**Saved entries:**
--------------------

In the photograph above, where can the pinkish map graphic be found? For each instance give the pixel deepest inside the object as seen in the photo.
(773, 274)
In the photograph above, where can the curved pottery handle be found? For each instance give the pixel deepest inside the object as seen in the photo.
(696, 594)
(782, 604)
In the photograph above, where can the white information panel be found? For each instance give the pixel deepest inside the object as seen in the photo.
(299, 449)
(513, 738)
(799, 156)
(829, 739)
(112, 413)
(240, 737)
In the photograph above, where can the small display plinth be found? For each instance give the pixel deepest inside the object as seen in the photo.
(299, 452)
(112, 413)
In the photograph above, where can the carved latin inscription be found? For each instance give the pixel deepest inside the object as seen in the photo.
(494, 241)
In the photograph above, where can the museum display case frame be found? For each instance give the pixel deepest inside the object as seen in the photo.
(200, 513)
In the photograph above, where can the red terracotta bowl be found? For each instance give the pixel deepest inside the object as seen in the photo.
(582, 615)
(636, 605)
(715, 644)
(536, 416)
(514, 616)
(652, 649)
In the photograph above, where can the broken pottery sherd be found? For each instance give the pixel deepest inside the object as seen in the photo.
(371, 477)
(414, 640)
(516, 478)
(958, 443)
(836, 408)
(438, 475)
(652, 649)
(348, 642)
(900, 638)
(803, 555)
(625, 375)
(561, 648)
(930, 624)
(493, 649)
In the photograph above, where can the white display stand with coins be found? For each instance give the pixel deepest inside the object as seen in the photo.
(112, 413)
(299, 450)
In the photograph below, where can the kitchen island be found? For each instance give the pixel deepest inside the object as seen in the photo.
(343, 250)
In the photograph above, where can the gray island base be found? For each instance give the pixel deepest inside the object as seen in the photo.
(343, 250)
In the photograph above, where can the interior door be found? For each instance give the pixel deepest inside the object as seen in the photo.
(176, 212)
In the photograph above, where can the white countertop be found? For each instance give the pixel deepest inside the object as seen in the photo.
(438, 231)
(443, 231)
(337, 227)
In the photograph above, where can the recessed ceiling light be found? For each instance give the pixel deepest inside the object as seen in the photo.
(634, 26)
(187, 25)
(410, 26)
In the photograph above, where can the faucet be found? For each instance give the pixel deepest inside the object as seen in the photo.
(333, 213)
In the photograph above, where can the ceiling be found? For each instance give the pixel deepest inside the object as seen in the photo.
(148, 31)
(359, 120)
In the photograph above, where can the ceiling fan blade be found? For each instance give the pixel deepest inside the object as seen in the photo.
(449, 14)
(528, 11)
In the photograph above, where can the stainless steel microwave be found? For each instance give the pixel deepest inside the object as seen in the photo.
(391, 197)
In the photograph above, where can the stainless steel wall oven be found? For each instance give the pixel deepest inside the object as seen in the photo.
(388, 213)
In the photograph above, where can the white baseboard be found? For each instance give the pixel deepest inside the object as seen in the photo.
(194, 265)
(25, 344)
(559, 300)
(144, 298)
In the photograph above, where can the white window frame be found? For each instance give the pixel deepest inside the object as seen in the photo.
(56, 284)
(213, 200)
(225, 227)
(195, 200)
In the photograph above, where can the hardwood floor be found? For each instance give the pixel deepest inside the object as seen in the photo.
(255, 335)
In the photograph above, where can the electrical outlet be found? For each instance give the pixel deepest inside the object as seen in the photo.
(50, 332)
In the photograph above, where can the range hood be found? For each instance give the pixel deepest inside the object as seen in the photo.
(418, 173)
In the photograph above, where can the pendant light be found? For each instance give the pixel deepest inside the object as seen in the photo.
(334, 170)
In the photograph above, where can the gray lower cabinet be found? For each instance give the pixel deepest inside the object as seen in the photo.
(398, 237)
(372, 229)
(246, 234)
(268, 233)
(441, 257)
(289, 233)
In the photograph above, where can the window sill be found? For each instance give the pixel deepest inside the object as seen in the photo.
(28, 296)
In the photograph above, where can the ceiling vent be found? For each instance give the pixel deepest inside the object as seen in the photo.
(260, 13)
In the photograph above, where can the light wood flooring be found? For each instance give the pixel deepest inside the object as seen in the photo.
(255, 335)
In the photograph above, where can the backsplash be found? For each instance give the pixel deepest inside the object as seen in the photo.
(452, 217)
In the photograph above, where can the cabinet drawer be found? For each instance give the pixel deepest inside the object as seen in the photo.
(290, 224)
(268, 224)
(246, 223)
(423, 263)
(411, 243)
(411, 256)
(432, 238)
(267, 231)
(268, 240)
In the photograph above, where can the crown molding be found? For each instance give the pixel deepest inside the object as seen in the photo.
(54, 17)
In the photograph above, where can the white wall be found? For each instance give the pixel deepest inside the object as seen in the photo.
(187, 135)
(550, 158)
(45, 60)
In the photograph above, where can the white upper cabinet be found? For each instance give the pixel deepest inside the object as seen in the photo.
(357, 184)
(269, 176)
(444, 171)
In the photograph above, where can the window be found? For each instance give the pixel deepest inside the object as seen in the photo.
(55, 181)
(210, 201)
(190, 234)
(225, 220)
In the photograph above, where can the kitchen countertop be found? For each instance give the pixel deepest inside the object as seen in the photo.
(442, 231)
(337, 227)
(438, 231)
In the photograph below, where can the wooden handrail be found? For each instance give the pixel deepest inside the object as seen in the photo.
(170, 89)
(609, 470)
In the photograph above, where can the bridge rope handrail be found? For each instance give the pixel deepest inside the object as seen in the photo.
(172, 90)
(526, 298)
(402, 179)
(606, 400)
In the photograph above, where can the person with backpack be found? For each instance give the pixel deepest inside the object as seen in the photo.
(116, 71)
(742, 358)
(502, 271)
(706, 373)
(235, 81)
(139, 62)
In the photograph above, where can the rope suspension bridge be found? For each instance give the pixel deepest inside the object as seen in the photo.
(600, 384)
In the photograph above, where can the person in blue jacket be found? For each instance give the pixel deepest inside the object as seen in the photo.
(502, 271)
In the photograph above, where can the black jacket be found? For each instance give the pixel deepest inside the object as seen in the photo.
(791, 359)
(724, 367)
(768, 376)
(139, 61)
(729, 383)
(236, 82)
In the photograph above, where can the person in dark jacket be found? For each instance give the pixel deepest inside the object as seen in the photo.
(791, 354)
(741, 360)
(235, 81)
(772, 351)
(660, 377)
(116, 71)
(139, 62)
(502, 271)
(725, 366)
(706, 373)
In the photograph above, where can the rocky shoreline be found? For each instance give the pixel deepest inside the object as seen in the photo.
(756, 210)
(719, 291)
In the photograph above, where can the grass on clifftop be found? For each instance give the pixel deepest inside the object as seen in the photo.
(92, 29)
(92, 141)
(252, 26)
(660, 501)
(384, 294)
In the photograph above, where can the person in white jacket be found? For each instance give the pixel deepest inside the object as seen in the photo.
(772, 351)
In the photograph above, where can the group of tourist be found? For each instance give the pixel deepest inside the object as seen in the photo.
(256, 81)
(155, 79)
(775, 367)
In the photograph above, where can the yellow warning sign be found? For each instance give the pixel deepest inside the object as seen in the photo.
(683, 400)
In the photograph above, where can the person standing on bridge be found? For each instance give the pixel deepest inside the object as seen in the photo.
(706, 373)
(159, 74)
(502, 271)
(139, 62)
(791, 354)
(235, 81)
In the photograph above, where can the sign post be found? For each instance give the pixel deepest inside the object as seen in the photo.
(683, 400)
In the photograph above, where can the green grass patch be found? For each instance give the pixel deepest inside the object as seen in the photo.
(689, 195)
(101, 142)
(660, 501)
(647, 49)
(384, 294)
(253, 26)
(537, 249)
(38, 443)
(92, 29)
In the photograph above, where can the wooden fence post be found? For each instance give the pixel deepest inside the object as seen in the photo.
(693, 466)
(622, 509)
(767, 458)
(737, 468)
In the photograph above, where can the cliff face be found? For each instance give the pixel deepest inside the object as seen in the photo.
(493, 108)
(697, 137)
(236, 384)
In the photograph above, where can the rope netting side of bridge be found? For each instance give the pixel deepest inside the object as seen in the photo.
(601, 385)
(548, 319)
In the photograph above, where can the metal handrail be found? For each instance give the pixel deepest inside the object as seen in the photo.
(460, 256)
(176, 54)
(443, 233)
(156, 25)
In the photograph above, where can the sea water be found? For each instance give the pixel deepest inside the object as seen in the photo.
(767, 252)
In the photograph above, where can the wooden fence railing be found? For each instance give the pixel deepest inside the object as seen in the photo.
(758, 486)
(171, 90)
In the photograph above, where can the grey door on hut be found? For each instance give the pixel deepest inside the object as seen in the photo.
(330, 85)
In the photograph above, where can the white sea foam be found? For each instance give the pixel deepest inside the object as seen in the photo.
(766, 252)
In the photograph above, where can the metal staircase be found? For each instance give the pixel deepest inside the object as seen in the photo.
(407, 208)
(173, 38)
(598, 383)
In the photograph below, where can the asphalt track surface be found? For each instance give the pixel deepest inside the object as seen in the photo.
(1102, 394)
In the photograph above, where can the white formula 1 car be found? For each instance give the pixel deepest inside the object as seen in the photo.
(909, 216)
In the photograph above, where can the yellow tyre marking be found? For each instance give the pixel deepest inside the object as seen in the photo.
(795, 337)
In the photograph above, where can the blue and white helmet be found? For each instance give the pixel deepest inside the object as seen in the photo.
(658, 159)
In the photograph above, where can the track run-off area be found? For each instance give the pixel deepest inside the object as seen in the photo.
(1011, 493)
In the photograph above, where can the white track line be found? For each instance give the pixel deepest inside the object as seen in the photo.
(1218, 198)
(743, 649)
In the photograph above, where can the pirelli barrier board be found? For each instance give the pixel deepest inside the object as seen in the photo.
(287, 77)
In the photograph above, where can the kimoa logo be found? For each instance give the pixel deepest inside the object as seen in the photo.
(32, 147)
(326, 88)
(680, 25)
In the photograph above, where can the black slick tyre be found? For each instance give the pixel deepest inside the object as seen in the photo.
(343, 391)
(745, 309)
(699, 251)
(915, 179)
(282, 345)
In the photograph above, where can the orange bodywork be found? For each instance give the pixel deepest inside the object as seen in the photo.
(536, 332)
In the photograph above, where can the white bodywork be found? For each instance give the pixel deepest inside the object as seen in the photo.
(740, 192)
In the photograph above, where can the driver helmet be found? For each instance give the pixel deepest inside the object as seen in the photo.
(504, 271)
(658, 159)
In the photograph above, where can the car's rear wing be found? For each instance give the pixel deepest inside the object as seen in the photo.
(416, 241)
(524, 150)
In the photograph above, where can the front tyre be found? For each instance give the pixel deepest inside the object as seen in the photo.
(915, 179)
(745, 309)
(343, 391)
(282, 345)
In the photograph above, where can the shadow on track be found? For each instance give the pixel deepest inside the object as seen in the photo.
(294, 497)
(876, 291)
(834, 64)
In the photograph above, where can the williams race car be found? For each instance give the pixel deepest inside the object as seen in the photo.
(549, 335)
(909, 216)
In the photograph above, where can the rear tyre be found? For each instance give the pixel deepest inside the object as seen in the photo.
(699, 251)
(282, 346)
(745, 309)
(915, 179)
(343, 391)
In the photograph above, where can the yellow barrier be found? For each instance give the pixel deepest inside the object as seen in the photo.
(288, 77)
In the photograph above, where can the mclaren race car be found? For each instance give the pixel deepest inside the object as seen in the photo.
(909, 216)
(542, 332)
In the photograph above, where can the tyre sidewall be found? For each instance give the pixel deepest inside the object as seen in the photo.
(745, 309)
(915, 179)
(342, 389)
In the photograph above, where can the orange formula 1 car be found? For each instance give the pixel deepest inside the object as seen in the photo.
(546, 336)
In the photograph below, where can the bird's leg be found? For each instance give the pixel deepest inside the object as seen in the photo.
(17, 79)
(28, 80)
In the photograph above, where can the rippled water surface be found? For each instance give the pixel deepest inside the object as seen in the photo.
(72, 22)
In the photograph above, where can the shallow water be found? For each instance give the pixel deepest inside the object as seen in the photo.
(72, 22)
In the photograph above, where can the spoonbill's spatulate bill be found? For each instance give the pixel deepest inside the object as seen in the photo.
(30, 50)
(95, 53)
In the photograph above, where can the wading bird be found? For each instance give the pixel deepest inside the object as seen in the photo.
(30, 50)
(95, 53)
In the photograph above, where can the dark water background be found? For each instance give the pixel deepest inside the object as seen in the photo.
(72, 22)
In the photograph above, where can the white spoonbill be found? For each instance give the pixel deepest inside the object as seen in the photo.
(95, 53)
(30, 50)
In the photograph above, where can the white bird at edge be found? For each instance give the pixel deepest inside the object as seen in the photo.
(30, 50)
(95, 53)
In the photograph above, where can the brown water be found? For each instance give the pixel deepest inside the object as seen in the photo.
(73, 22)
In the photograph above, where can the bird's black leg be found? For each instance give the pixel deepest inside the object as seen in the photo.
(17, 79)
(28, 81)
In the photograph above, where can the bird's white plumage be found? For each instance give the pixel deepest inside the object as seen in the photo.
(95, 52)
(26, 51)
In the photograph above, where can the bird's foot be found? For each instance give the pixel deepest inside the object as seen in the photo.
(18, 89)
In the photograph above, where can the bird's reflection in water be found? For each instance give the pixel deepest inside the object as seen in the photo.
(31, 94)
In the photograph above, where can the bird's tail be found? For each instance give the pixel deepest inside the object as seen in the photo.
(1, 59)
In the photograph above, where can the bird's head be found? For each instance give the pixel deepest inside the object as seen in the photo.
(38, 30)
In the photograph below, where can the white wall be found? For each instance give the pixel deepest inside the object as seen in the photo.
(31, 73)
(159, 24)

--------------------

**DIRECTIONS:**
Write out exactly those lines of the records above that lie from the one with "In the photograph above, where can the bird's white" through the last line, including both.

**FINISHED TASK:**
In the photograph above, where can the bird's white plumage be found? For each instance give the pixel deepest inside the object as seen in the photo.
(95, 52)
(26, 51)
In the photograph above, where can the bird's foot be found? For each instance give the pixel deepest inside the object as seen in the photo.
(18, 89)
In the photograph above, where can the bird's reflection in water be found? For each instance give the pixel deepest inside the object as seen in the photo.
(31, 94)
In the photograph above, where can the bird's tail be found? For each instance give the pixel deepest inside the object as seen in the photo.
(1, 59)
In the photograph above, where can the bird's head be found? For each instance give the pixel deepest inside the object as seen in the photo.
(38, 30)
In the photograph below, where can the white wall be found? For each instance give the pixel deepest inside the object as seen in the photo.
(31, 73)
(159, 24)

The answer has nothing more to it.